══ INPUT RECORDS ══

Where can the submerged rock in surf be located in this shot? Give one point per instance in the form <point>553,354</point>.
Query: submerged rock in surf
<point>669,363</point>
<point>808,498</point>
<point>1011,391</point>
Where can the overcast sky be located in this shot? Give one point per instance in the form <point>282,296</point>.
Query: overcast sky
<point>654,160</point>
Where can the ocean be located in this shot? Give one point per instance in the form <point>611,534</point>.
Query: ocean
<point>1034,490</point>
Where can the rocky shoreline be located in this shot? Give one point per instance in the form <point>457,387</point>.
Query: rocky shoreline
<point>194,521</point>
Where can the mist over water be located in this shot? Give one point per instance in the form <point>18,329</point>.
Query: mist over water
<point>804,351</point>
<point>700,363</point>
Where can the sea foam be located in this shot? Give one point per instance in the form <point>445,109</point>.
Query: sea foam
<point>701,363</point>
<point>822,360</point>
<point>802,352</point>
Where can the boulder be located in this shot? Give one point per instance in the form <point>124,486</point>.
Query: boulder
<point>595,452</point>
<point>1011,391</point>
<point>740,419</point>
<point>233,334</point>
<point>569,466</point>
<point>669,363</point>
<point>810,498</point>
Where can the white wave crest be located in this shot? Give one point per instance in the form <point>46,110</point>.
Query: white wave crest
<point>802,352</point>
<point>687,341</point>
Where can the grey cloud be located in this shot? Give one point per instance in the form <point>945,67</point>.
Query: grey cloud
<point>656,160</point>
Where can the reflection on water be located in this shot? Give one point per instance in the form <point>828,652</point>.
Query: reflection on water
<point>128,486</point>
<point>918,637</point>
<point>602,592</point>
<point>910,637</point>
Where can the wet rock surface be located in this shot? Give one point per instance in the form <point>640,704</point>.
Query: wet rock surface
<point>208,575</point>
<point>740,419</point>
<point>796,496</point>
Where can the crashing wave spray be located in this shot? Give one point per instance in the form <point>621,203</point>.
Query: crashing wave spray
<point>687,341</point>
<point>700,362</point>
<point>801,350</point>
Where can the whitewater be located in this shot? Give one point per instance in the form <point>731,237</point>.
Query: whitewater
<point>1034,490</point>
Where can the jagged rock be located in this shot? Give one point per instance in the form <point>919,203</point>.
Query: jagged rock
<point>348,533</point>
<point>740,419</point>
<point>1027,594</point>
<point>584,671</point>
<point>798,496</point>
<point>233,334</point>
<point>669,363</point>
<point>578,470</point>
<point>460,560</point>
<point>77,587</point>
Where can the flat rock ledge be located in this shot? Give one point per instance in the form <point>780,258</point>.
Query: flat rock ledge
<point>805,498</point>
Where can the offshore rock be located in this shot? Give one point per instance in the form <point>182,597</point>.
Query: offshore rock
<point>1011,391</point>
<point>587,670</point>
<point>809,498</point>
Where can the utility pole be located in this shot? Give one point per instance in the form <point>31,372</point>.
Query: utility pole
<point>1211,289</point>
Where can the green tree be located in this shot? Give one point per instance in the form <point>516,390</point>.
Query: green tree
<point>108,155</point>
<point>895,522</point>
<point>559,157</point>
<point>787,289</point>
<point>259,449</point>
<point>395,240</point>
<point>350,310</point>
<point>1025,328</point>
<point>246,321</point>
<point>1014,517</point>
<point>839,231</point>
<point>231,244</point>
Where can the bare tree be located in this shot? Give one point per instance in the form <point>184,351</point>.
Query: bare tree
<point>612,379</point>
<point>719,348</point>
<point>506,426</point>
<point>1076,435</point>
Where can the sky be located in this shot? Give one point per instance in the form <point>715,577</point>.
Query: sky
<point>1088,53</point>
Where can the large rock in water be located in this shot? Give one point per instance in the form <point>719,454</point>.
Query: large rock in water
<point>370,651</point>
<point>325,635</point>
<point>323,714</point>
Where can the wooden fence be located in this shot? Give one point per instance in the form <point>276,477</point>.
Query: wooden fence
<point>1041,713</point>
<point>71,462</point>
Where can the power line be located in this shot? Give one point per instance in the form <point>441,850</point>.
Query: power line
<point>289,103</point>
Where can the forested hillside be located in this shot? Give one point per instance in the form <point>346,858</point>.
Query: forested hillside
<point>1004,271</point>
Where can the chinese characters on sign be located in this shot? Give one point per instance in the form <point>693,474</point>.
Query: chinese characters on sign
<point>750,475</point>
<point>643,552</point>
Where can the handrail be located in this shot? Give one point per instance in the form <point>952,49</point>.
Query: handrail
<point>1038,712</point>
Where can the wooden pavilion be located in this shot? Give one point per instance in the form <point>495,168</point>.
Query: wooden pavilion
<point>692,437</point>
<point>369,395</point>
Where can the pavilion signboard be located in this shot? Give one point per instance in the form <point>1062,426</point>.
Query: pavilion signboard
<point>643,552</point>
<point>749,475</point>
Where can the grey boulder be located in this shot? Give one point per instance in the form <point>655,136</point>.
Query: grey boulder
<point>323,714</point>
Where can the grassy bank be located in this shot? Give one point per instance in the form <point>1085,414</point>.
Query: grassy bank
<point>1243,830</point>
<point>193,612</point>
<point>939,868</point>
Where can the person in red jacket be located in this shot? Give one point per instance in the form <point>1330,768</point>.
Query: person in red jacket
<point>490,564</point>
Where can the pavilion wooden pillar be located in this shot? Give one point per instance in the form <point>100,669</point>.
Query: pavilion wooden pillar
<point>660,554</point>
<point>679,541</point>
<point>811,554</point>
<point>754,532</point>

═══

_EXERCISE REQUIREMENTS:_ Return all the data above once more, precisely as given.

_EXPECTED ANSWER:_
Where can the submerged rock in surf be located in this shot? Give one point per instance in the form <point>553,354</point>.
Query: submerged rock in surf
<point>669,363</point>
<point>808,498</point>
<point>1011,391</point>
Where can the overcast sky be located in this shot? Give one point per instance in the form <point>282,296</point>.
Query: overcast sky
<point>654,160</point>
Where can the ocean be located in this shot? Give one point per instance in the form <point>611,534</point>.
Query: ocean
<point>1034,490</point>
Where can the rocky shoreline be located in this shot? Give one point per instance in the form <point>457,387</point>.
Query: rocky shoreline
<point>194,521</point>
Where can the mist over water be located in this shot? Give one point per instance in the form <point>18,329</point>.
Query: mist over water
<point>804,351</point>
<point>700,363</point>
Where can the sea foam be located in this shot? Give one point per instance in the form <point>445,109</point>.
Query: sea foam
<point>701,363</point>
<point>822,360</point>
<point>802,352</point>
Where can the boulder be located in this shot? Give one point per instance in the form <point>124,486</point>.
Query: boulder
<point>595,452</point>
<point>1011,391</point>
<point>740,419</point>
<point>233,334</point>
<point>569,466</point>
<point>669,363</point>
<point>810,498</point>
Where can the white wave crest be located in this shot? Give one point per instance in the form <point>46,110</point>.
Query: white wave crest
<point>802,352</point>
<point>687,341</point>
Where can the grey cloud be located in this shot? Give one point per instance in the form <point>945,67</point>.
Query: grey cloud
<point>656,160</point>
Where can the reflection on water be located in this shot? Give one point per instance in the form <point>828,652</point>.
Query: reflection on water
<point>128,486</point>
<point>918,637</point>
<point>602,592</point>
<point>910,637</point>
Where can the wet rock surface be located in this shot? Give one point per instance in the form <point>640,704</point>.
Query: wet rock surface
<point>208,575</point>
<point>740,419</point>
<point>796,496</point>
Where can the crashing wave spray be located in this shot? Give one point per instance in the form <point>621,203</point>.
Query: crashing wave spray
<point>687,341</point>
<point>700,362</point>
<point>801,350</point>
Where can the whitewater be located in this shot? Give one point per instance in the form <point>731,237</point>.
Query: whitewater
<point>1034,490</point>
Where can the jagged rock be located in this shot? Give one point per instance in the form <point>919,203</point>.
Query: jagged rock
<point>348,533</point>
<point>740,419</point>
<point>1027,594</point>
<point>584,671</point>
<point>798,496</point>
<point>233,334</point>
<point>669,363</point>
<point>578,470</point>
<point>460,560</point>
<point>77,587</point>
Where can the flat rock ledge be located in this shot? Give one point per instance in the form <point>780,258</point>.
Query: flat rock ledge
<point>805,498</point>
Where can the offshore rock be located in this shot? Give one point per instance in the form <point>182,597</point>.
Query: offshore rock
<point>1011,391</point>
<point>587,670</point>
<point>809,498</point>
Where can the utility pole be located in this shot? Give one point per instance in the form <point>31,372</point>.
Query: utility pole
<point>1211,289</point>
Where can the green tree be located in this shot? Give one point per instance in the form <point>516,390</point>.
Query: green tree
<point>108,155</point>
<point>895,522</point>
<point>559,157</point>
<point>787,289</point>
<point>259,449</point>
<point>395,240</point>
<point>350,310</point>
<point>1025,328</point>
<point>246,321</point>
<point>1014,517</point>
<point>839,231</point>
<point>231,244</point>
Where can the bare tree be located in this shot? Give one point per instance in the form <point>184,351</point>.
Query: bare tree
<point>612,379</point>
<point>719,348</point>
<point>506,426</point>
<point>1076,435</point>
Where can the sky be located in this shot? Give one point per instance in the form <point>715,577</point>.
Query: sky
<point>1088,53</point>
Where can the large rock in water be located in this shot? Give one point per instance in the form <point>719,454</point>.
Query: large rock in water
<point>370,651</point>
<point>325,635</point>
<point>323,714</point>
Where can the wooden fence be located in this shot? Give one point per instance in the form <point>276,477</point>.
Query: wooden fence
<point>1041,713</point>
<point>71,462</point>
Where can the power line be located in this shot? Give one point per instance in the form <point>441,850</point>.
Query: power line
<point>289,103</point>
Where can the forested hillside be located in this shot? Give one point per instance in the form <point>346,858</point>.
Query: forested hillside
<point>1004,271</point>
Where can the chinese characters on sign be located in this shot? Give one point per instance in the form <point>693,474</point>.
Query: chinese characters on sign
<point>750,475</point>
<point>643,552</point>
Where can the handrail be located in this shot? Give one point per instance in the form <point>952,49</point>.
Query: handrail
<point>1038,712</point>
Where can the wooden pavilion be located in this shot? Give one point per instance in the form <point>495,168</point>.
Query: wooden pavilion
<point>692,437</point>
<point>369,395</point>
Where can the pavilion signboard be located in this shot? Give one point per instance in the form <point>1062,426</point>.
Query: pavilion signboard
<point>643,552</point>
<point>749,475</point>
Where can the grey boulder be located in this shot? Give one point per instance in the form <point>655,136</point>.
Query: grey boulder
<point>323,714</point>
Where can the grassy bank be located in this shot? Give one point per instance in the form <point>1085,414</point>.
Query: grassy bank
<point>1243,830</point>
<point>193,612</point>
<point>939,868</point>
Where can the person in red jacket be located in this shot? Give one point per instance in the form <point>1330,768</point>.
Query: person in red jacket
<point>490,564</point>
Where can the pavilion wooden pillar be located in this shot? Give one point per instance in the form <point>100,669</point>.
Query: pavilion wooden pillar
<point>660,554</point>
<point>679,541</point>
<point>811,554</point>
<point>754,532</point>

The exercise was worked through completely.